Estratto del documento:
-*-

Reclamò, tra l’altro, contro l’uso distorto del concetto di patria: «Se voi però avete diritto di dividere il mondo in italiani e stranieri allora vi dirò che, nel vostro senso, io non ho Patria e reclamo il diritto di dividere il mondo in diseredati e oppressi da un lato, privilegiati e oppressori dall’altro. Gli uni son la mia patria, gli altri i miei stranieri».
A Barbiana giunsero insulti e minacce di stampo fascista. Un gruppo di ex combattenti denunciò Milani e la rivista per apologia di reato. Impossibilitato a recarsi in tribunale, a causa della malattia che poi lo spense, preparò una Lettera ai giudici, che sta lì dove stanno le stelle da rimirare. In che modo un cittadino può reagire all’ingiustizia?

-*-

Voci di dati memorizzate
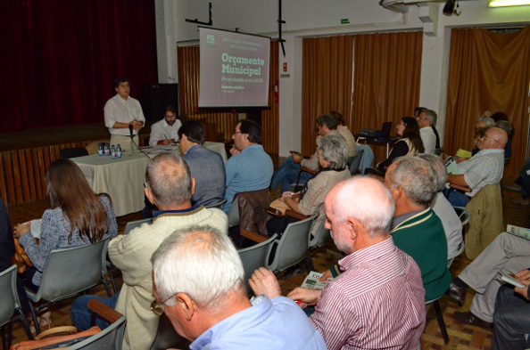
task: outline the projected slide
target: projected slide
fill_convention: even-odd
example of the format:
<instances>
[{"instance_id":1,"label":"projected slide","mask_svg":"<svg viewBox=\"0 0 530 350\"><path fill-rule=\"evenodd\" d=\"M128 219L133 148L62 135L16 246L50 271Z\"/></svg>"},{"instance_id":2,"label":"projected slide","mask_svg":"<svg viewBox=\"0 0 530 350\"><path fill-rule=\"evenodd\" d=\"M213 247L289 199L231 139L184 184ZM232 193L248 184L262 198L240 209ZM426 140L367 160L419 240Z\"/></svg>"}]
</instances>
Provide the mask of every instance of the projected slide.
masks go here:
<instances>
[{"instance_id":1,"label":"projected slide","mask_svg":"<svg viewBox=\"0 0 530 350\"><path fill-rule=\"evenodd\" d=\"M199 107L265 107L270 38L200 28Z\"/></svg>"}]
</instances>

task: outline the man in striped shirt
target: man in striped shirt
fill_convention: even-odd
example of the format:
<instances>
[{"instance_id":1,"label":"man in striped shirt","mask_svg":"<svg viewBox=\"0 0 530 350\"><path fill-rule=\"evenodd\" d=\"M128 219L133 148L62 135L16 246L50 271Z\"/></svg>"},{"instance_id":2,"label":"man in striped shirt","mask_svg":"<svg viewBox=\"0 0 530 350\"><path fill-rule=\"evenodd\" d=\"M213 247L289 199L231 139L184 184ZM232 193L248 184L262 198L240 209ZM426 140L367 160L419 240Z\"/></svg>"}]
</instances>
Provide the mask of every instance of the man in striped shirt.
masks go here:
<instances>
[{"instance_id":1,"label":"man in striped shirt","mask_svg":"<svg viewBox=\"0 0 530 350\"><path fill-rule=\"evenodd\" d=\"M358 176L335 185L324 202L326 228L348 256L323 290L297 288L287 297L316 305L311 321L328 349L417 349L426 321L421 274L391 238L394 203L378 181ZM272 273L251 280L256 293L279 293Z\"/></svg>"}]
</instances>

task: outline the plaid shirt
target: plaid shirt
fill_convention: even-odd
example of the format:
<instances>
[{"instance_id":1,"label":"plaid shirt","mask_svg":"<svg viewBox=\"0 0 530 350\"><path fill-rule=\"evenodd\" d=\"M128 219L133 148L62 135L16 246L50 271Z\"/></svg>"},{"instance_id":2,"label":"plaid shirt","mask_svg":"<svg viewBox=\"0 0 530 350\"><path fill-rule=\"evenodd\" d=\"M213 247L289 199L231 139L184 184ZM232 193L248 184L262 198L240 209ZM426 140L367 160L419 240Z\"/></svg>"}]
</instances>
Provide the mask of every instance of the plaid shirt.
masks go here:
<instances>
[{"instance_id":1,"label":"plaid shirt","mask_svg":"<svg viewBox=\"0 0 530 350\"><path fill-rule=\"evenodd\" d=\"M311 321L327 348L417 349L426 322L425 290L414 260L392 238L339 261Z\"/></svg>"}]
</instances>

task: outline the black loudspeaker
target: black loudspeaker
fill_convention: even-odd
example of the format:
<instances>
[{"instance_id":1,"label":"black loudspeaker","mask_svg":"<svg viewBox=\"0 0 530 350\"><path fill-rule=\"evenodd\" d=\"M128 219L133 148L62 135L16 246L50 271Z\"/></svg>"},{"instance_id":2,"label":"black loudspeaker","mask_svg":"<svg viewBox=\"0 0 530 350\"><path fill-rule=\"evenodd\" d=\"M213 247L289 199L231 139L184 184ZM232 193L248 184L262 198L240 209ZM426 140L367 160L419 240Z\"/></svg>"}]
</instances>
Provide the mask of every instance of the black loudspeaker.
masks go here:
<instances>
[{"instance_id":1,"label":"black loudspeaker","mask_svg":"<svg viewBox=\"0 0 530 350\"><path fill-rule=\"evenodd\" d=\"M144 84L140 86L140 104L147 121L158 121L164 117L170 104L178 117L178 84Z\"/></svg>"}]
</instances>

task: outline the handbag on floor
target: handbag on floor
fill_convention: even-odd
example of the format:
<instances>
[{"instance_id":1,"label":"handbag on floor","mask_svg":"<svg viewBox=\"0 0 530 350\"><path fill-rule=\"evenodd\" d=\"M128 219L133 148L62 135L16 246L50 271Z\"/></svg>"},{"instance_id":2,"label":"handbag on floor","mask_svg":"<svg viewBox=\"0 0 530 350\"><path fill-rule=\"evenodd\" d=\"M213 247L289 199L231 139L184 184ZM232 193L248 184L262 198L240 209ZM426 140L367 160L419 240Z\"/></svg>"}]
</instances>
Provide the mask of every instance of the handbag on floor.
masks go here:
<instances>
[{"instance_id":1,"label":"handbag on floor","mask_svg":"<svg viewBox=\"0 0 530 350\"><path fill-rule=\"evenodd\" d=\"M101 330L99 327L94 326L89 330L75 334L43 338L51 334L72 331L77 332L78 330L72 326L54 327L40 333L36 337L37 340L22 341L11 346L10 350L61 349L83 341L86 338L99 333Z\"/></svg>"}]
</instances>

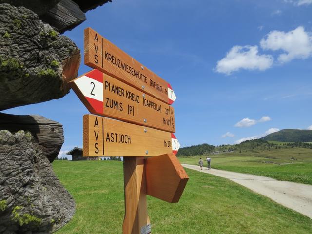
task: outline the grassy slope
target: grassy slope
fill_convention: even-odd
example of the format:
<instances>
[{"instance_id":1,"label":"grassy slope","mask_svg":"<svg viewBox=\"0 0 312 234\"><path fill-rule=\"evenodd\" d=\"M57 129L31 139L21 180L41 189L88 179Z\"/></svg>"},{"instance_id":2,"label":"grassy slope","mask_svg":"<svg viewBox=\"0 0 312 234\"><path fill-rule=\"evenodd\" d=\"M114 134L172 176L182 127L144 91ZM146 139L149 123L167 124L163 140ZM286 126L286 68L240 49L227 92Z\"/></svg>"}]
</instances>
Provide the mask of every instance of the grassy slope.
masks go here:
<instances>
[{"instance_id":1,"label":"grassy slope","mask_svg":"<svg viewBox=\"0 0 312 234\"><path fill-rule=\"evenodd\" d=\"M58 177L77 210L61 234L121 234L122 165L117 161L55 161ZM225 179L187 170L180 202L148 197L154 234L310 234L312 221Z\"/></svg>"},{"instance_id":2,"label":"grassy slope","mask_svg":"<svg viewBox=\"0 0 312 234\"><path fill-rule=\"evenodd\" d=\"M211 166L216 169L312 184L312 150L311 149L273 148L261 152L242 151L241 153L236 151L210 155L209 157L212 159ZM196 165L200 157L206 158L206 156L200 156L180 157L179 159L182 163ZM292 158L296 160L291 160Z\"/></svg>"}]
</instances>

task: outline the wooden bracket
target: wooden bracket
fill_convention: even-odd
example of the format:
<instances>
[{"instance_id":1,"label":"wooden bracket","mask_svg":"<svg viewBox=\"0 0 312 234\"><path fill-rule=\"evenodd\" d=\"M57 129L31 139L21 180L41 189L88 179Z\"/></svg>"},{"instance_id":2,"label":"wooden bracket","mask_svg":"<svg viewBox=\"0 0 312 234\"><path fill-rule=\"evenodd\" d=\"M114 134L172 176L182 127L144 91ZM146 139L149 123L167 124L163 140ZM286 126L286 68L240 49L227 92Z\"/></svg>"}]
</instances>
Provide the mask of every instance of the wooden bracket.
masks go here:
<instances>
[{"instance_id":1,"label":"wooden bracket","mask_svg":"<svg viewBox=\"0 0 312 234\"><path fill-rule=\"evenodd\" d=\"M189 177L174 154L145 159L146 194L173 203L177 202Z\"/></svg>"}]
</instances>

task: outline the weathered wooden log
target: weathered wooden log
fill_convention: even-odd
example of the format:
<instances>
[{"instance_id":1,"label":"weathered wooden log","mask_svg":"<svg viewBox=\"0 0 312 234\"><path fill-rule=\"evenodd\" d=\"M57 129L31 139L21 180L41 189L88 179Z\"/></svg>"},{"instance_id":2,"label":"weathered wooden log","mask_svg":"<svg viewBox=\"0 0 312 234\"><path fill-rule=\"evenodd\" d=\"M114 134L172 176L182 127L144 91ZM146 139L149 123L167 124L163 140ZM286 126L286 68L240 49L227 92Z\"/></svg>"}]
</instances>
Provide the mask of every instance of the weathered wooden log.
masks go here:
<instances>
[{"instance_id":1,"label":"weathered wooden log","mask_svg":"<svg viewBox=\"0 0 312 234\"><path fill-rule=\"evenodd\" d=\"M24 7L0 4L0 110L63 97L80 50Z\"/></svg>"},{"instance_id":2,"label":"weathered wooden log","mask_svg":"<svg viewBox=\"0 0 312 234\"><path fill-rule=\"evenodd\" d=\"M0 4L8 3L14 6L23 6L39 16L46 13L60 0L0 0Z\"/></svg>"},{"instance_id":3,"label":"weathered wooden log","mask_svg":"<svg viewBox=\"0 0 312 234\"><path fill-rule=\"evenodd\" d=\"M101 6L107 2L112 2L112 0L73 0L80 7L83 12L86 12L89 10Z\"/></svg>"},{"instance_id":4,"label":"weathered wooden log","mask_svg":"<svg viewBox=\"0 0 312 234\"><path fill-rule=\"evenodd\" d=\"M30 133L0 130L0 233L48 234L68 222L75 201Z\"/></svg>"},{"instance_id":5,"label":"weathered wooden log","mask_svg":"<svg viewBox=\"0 0 312 234\"><path fill-rule=\"evenodd\" d=\"M79 6L71 0L61 0L40 19L60 33L72 29L86 19Z\"/></svg>"},{"instance_id":6,"label":"weathered wooden log","mask_svg":"<svg viewBox=\"0 0 312 234\"><path fill-rule=\"evenodd\" d=\"M40 116L19 116L0 113L0 130L29 131L50 162L58 156L64 143L63 126Z\"/></svg>"}]
</instances>

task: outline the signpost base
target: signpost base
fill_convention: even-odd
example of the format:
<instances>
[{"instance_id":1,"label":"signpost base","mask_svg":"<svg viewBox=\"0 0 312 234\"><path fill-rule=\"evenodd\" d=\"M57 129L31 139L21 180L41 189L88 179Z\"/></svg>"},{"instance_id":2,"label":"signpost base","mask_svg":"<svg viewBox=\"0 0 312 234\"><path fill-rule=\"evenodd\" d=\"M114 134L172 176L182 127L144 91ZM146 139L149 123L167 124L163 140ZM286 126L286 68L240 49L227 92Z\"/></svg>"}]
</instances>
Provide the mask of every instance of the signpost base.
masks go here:
<instances>
[{"instance_id":1,"label":"signpost base","mask_svg":"<svg viewBox=\"0 0 312 234\"><path fill-rule=\"evenodd\" d=\"M125 216L123 234L150 234L144 157L124 157L123 159Z\"/></svg>"}]
</instances>

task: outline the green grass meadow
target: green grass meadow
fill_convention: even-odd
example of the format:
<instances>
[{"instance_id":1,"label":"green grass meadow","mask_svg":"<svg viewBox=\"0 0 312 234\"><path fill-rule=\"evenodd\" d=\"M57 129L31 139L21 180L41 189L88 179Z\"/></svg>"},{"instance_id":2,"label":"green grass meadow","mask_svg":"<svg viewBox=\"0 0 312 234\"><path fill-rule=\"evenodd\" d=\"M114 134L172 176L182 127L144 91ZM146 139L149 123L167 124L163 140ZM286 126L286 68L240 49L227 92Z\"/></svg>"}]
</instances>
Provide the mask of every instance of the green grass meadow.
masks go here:
<instances>
[{"instance_id":1,"label":"green grass meadow","mask_svg":"<svg viewBox=\"0 0 312 234\"><path fill-rule=\"evenodd\" d=\"M122 162L55 161L53 165L76 203L72 220L56 233L122 234ZM186 172L190 179L179 202L148 196L152 234L311 233L312 220L297 212L226 179Z\"/></svg>"},{"instance_id":2,"label":"green grass meadow","mask_svg":"<svg viewBox=\"0 0 312 234\"><path fill-rule=\"evenodd\" d=\"M205 160L206 156L196 156L178 158L181 163L197 165L199 158ZM241 153L222 153L209 156L212 159L213 168L312 184L311 149L273 149L261 152L243 151Z\"/></svg>"}]
</instances>

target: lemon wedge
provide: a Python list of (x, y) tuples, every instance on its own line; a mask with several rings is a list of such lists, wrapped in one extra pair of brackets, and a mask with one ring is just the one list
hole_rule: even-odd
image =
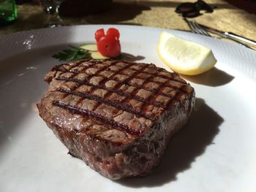
[(158, 54), (174, 72), (196, 75), (210, 70), (217, 63), (211, 49), (163, 31), (158, 44)]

-*-

Istruzioni:
[A] In base al brano su Milani, spiega perché Milani preparò una Lettera ai giudici.
[B] Ricopia dal brano su Milani il passo che comincia con "A Barbiana giunsero" e prosegue fino a "può reagire all’ingiustizia?".

Risposte numerate:
[A] Milani preparò una Lettera ai giudici perché era impossibilitato a recarsi in tribunale. Glielo impediva la malattia che poi lo spense.

[B]
A Barbiana giunsero insulti e minacce di stampo fascista. Un gruppo di ex combattenti denunciò Milani e la rivista per apologia di reato. Impossibilitato a recarsi in tribunale, a causa della malattia che poi lo spense, preparò una Lettera ai giudici, che sta lì dove stanno le stelle da rimirare. In che modo un cittadino può reagire all’ingiustizia?